▼

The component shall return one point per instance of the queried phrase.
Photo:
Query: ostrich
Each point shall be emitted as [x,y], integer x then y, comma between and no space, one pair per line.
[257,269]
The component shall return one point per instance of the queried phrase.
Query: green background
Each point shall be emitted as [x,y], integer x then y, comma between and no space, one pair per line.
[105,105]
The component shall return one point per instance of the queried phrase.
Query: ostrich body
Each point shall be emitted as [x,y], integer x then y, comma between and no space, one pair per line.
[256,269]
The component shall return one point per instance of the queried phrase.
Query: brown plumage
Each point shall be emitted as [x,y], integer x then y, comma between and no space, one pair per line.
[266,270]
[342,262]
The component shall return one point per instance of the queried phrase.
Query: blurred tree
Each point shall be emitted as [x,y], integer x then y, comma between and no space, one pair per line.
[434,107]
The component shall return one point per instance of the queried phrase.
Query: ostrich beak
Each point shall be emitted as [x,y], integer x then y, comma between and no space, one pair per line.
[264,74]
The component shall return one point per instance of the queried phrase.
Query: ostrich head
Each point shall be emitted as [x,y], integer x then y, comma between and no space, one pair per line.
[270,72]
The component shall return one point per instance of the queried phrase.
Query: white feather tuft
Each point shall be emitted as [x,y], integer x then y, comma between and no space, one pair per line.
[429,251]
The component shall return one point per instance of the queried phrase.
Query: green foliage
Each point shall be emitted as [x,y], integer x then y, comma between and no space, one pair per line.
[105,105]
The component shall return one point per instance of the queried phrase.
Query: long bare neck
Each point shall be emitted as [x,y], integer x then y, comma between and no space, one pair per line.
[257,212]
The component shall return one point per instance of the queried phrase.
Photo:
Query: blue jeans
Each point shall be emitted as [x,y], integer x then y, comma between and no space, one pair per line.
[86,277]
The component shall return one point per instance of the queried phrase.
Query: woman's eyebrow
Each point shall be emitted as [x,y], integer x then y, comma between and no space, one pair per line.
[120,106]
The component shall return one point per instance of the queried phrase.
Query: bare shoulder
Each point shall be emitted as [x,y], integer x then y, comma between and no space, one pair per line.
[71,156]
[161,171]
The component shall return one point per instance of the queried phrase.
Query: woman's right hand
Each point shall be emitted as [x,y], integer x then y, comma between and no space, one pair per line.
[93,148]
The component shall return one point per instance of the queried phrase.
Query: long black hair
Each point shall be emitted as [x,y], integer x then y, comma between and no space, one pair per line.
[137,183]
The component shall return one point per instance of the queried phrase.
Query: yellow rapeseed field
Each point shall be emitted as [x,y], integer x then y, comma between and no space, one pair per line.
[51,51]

▲

**WHAT IS REQUIRED:**
Write out the whole listing again, exactly as it stands.

**WORKED SOLUTION:**
The component shall return one point per instance of the queried phrase.
Photo:
Query: ostrich
Each point shall be emitted as [x,y], integer x then y, comma between and no space, one pair per line.
[257,269]
The component shall return one point per instance of the queried phrase.
Query: green background
Each point shall be emitted as [x,y], integer x then y, comma between and no space, one pair per line.
[105,105]
The component shall return one point per instance of the queried phrase.
Query: ostrich body
Each point shall be emitted as [x,y], integer x then y, comma between and no space, one pair per line.
[256,269]
The component shall return one point per instance of the queried phrase.
Query: brown plumage
Each point shall be emitted as [x,y], integer x then y, comma between and no space, one pair per line.
[266,270]
[342,262]
The component shall return one point per instance of the queried phrase.
Query: blurred tree
Each point shall be emitted as [x,y], integer x then y, comma between and no space, one pair per line.
[434,107]
The component shall return one point per instance of the queried phrase.
Query: ostrich beak
Each point shall be emitted as [x,y], integer x then y, comma between and no space, one pair per line.
[264,74]
The component shall return one point per instance of the queried phrase.
Query: ostrich head
Each point shall be emitted as [x,y], integer x then y, comma between and no space, one pair per line.
[270,72]
The component shall return one point per instance of the queried phrase.
Query: white feather tuft
Each point shall be emitted as [x,y], integer x then y, comma between and no space, one pair per line.
[429,251]
The component shall return one point per instance of the queried phrase.
Query: green foliage
Each point shall be emitted as [x,y], integer x then y, comma between and no space, one pair per line.
[105,105]
The component shall return one point per instance of the queried phrase.
Query: long bare neck
Each point shall be emitted as [x,y], integer x then y, comma between and no space, one pair per line.
[257,212]
The component shall return one point per instance of the queried phrase.
Photo:
Query: blue jeans
Each point shall be emitted as [x,y], integer x then y, comma between and no space, one pair per line.
[86,277]
The component shall return one point per instance of the queried phrase.
Query: woman's eyebrow
Each point shall be emitted as [x,y], integer x then y, comma between and no space, one pair per line.
[120,106]
The component shall return one point per instance of the queried phrase.
Query: bare shoulder
Each point shall be emitted as [x,y], integer x then y, comma between and no space, one pair per line.
[71,156]
[161,171]
The component shall return one point per instance of the queried phrase.
Query: woman's right hand
Each point shall be emitted as [x,y], integer x then y, comma between and no space, one pair per line.
[93,148]
The component shall return one point per instance of the queried phrase.
Query: long black hair
Each point shall be emitted as [x,y], integer x then y, comma between and no space, one pair per line.
[137,183]
The component shall return one point per instance of the queried phrase.
Query: yellow rapeseed field
Each point shall be emitted as [x,y], integer x then y, comma between and no space, one pair per line.
[51,51]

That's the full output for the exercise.